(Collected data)
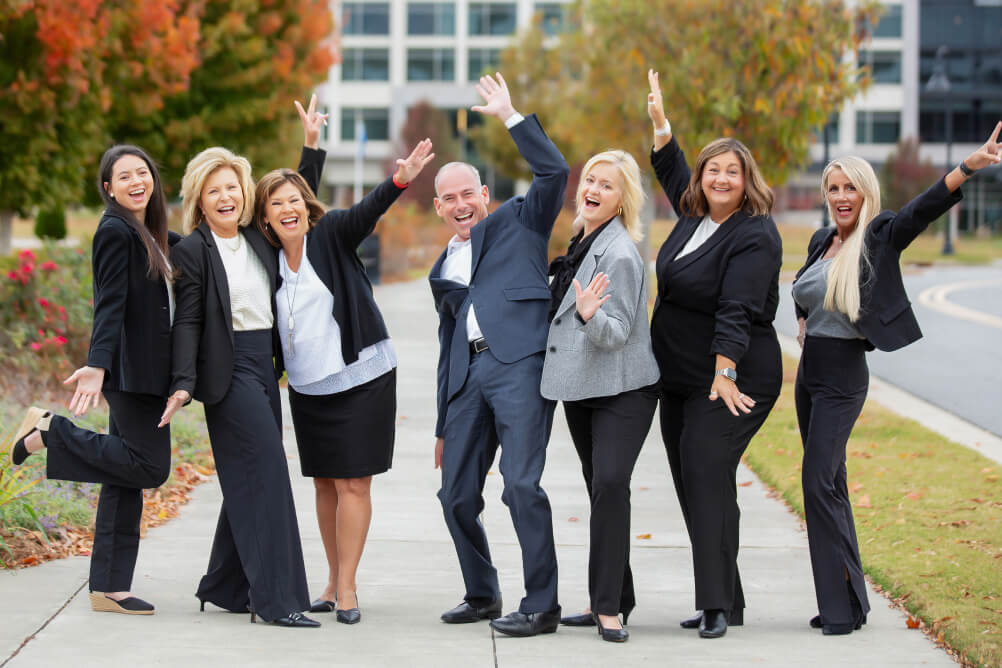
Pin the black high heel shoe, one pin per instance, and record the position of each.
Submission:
(611, 635)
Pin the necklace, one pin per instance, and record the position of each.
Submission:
(291, 302)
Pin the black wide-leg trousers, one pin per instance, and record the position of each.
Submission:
(704, 444)
(832, 384)
(134, 455)
(257, 557)
(608, 433)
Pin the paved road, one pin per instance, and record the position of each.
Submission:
(409, 574)
(957, 365)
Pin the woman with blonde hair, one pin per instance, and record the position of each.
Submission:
(599, 363)
(850, 299)
(339, 358)
(717, 291)
(224, 343)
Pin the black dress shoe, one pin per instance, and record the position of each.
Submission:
(584, 619)
(465, 613)
(323, 605)
(611, 635)
(713, 624)
(523, 625)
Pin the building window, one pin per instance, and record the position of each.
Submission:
(365, 65)
(554, 17)
(431, 65)
(366, 18)
(481, 60)
(878, 127)
(376, 122)
(431, 18)
(885, 66)
(492, 18)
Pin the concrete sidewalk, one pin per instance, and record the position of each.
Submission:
(410, 573)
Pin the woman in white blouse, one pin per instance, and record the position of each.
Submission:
(337, 353)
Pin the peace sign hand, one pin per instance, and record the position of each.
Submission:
(313, 122)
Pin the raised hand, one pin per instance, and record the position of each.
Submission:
(496, 97)
(88, 389)
(988, 153)
(409, 168)
(313, 122)
(590, 298)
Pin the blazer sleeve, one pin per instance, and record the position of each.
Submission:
(312, 166)
(672, 172)
(544, 199)
(609, 328)
(110, 255)
(185, 335)
(352, 225)
(917, 214)
(748, 272)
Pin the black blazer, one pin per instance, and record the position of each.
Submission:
(886, 316)
(332, 246)
(130, 337)
(718, 299)
(203, 323)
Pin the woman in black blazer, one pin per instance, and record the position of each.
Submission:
(851, 298)
(339, 358)
(129, 363)
(717, 290)
(224, 344)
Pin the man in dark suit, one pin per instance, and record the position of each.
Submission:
(492, 297)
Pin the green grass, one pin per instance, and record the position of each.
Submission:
(928, 515)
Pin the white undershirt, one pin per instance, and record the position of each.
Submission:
(249, 290)
(458, 266)
(702, 232)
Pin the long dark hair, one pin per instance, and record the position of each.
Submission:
(152, 230)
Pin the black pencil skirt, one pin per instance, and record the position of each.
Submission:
(257, 557)
(832, 384)
(349, 434)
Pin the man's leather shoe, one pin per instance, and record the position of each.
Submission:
(713, 624)
(522, 625)
(465, 613)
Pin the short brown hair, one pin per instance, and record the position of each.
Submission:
(758, 195)
(271, 182)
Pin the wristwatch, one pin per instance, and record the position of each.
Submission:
(728, 374)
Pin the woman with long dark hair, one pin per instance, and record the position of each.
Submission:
(129, 363)
(850, 299)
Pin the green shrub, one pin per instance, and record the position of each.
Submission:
(51, 224)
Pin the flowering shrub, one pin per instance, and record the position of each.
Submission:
(46, 315)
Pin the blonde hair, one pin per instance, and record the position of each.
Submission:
(197, 171)
(758, 195)
(632, 189)
(843, 291)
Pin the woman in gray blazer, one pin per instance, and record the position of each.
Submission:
(599, 362)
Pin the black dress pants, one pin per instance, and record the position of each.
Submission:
(832, 384)
(133, 456)
(704, 443)
(608, 433)
(257, 557)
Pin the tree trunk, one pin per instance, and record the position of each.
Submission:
(6, 231)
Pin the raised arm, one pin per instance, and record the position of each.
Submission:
(549, 169)
(666, 156)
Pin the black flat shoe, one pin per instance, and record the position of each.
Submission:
(584, 619)
(523, 625)
(296, 620)
(611, 635)
(323, 605)
(465, 613)
(713, 624)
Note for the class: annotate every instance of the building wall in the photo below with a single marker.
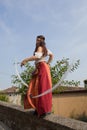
(70, 104)
(16, 118)
(14, 98)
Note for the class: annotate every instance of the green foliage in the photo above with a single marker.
(59, 69)
(3, 97)
(56, 72)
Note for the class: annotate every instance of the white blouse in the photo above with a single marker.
(40, 56)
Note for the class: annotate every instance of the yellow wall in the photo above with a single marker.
(70, 104)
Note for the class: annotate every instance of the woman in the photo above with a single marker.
(41, 79)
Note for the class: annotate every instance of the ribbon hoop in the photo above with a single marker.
(49, 90)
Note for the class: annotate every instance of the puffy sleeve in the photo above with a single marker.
(38, 54)
(49, 52)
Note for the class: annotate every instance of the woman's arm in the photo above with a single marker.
(32, 58)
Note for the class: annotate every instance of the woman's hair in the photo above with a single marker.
(42, 44)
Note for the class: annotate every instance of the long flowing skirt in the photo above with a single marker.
(40, 82)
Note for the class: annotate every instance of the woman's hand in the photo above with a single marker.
(23, 62)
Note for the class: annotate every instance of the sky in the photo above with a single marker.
(62, 22)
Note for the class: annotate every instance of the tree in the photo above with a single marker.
(56, 72)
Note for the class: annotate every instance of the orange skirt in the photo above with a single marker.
(40, 82)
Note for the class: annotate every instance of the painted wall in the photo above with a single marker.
(70, 104)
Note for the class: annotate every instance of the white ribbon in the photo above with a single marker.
(57, 84)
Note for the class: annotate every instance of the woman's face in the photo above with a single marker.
(38, 40)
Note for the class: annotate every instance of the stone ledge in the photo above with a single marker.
(16, 118)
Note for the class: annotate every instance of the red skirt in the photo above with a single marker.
(40, 82)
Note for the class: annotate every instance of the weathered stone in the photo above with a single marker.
(16, 118)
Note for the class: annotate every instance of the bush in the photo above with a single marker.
(3, 97)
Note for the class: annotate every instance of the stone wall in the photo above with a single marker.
(16, 118)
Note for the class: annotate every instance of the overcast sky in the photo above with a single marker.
(62, 22)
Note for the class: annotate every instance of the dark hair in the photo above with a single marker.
(42, 44)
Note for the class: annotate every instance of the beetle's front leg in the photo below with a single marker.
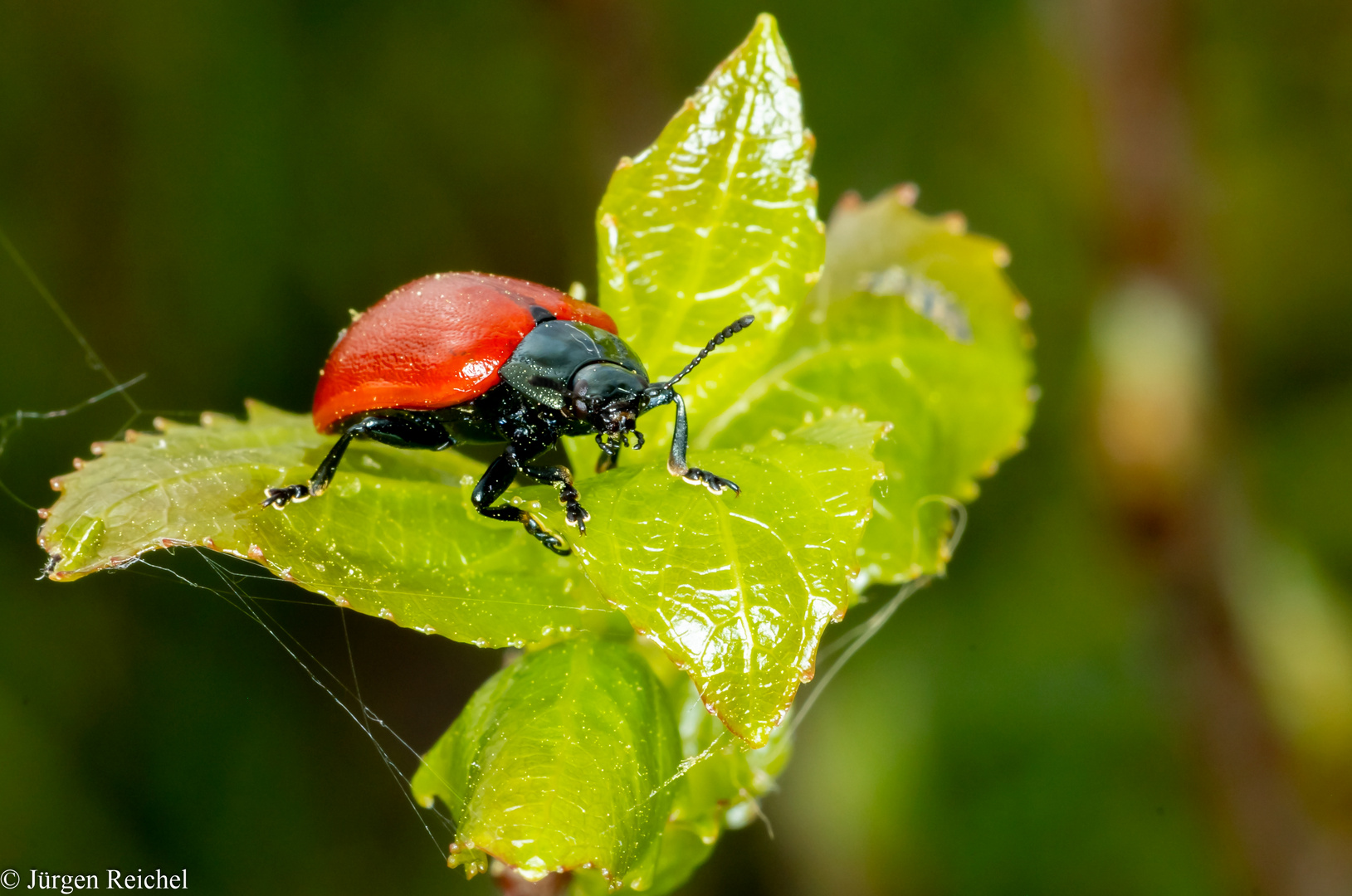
(676, 464)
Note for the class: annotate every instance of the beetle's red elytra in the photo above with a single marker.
(436, 342)
(466, 357)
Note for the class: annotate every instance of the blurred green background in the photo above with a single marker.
(208, 187)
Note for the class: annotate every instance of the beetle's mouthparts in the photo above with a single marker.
(616, 434)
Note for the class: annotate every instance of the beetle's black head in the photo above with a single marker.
(608, 397)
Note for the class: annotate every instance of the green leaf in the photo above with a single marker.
(915, 324)
(718, 786)
(737, 590)
(393, 537)
(715, 219)
(559, 762)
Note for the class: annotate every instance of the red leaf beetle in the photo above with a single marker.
(476, 358)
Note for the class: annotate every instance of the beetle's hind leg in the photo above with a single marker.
(410, 430)
(563, 477)
(490, 488)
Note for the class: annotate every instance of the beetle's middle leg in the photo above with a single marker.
(563, 477)
(400, 429)
(491, 487)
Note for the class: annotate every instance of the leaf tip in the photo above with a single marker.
(954, 223)
(906, 195)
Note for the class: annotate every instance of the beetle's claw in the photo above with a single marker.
(578, 515)
(279, 498)
(545, 537)
(714, 484)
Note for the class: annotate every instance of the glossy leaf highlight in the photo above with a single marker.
(737, 590)
(559, 762)
(393, 537)
(714, 221)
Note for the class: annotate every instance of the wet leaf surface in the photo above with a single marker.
(560, 762)
(393, 537)
(737, 590)
(714, 221)
(915, 322)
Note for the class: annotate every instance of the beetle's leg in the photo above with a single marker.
(403, 430)
(676, 464)
(563, 477)
(494, 483)
(608, 455)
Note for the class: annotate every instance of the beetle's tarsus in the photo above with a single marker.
(545, 537)
(715, 484)
(279, 498)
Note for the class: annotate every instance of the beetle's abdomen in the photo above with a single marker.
(436, 342)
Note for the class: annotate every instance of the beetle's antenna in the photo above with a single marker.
(737, 326)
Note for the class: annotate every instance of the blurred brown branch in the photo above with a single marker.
(1160, 444)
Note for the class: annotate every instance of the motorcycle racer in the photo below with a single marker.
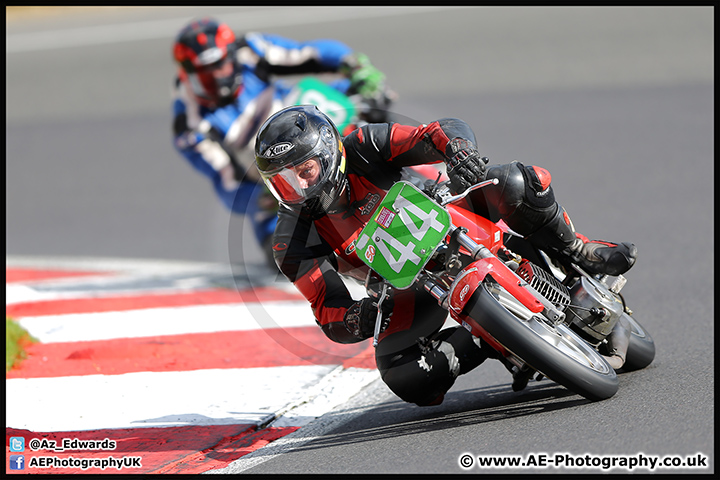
(225, 87)
(328, 186)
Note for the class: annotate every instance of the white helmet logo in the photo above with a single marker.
(278, 149)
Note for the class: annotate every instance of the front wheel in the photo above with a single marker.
(553, 350)
(641, 347)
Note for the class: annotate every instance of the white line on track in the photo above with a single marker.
(163, 399)
(150, 322)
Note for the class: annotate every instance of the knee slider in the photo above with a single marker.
(421, 375)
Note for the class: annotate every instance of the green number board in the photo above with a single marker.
(311, 91)
(402, 234)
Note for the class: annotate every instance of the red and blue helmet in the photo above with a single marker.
(205, 51)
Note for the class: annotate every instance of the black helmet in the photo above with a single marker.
(301, 158)
(205, 51)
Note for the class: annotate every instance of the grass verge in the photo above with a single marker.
(16, 339)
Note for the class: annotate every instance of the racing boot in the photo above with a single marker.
(560, 240)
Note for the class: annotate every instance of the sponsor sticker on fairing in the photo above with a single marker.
(385, 217)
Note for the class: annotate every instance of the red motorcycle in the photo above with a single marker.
(569, 326)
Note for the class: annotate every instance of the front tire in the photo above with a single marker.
(554, 350)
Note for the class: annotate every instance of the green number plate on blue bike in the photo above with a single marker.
(311, 91)
(402, 234)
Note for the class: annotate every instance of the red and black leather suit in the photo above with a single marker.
(417, 360)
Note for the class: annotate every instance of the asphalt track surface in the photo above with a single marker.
(617, 103)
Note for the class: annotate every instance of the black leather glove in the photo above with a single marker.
(360, 317)
(465, 167)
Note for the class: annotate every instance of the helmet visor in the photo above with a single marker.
(214, 81)
(304, 179)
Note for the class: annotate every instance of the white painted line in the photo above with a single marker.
(168, 321)
(375, 393)
(158, 399)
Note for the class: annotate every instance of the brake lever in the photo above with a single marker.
(378, 319)
(477, 186)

#### EXERCISE DIRECTIONS
You are asked to count the lines of the records above in which the word "shrub" occurs, and to give only that number.

#### ANSWER AREA
2